EXERCISE DETAILS.
Copy all the lines below without altering anything.

== == ==

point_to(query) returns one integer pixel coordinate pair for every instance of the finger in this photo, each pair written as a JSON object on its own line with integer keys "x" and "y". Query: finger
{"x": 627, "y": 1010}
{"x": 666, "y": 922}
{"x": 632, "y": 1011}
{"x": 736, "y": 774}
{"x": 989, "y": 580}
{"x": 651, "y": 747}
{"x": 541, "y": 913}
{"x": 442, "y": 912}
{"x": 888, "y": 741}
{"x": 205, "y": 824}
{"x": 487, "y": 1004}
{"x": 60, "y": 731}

== == ==

RESPONSE BELOW.
point_to(query) returns one integer pixel coordinate pair for every instance of the finger in this photo, each pair written as a JSON object on its own line with integer keys "x" and "y". Query: finger
{"x": 627, "y": 1010}
{"x": 666, "y": 922}
{"x": 632, "y": 1011}
{"x": 736, "y": 774}
{"x": 989, "y": 580}
{"x": 651, "y": 747}
{"x": 541, "y": 913}
{"x": 442, "y": 912}
{"x": 888, "y": 741}
{"x": 205, "y": 824}
{"x": 487, "y": 1004}
{"x": 60, "y": 731}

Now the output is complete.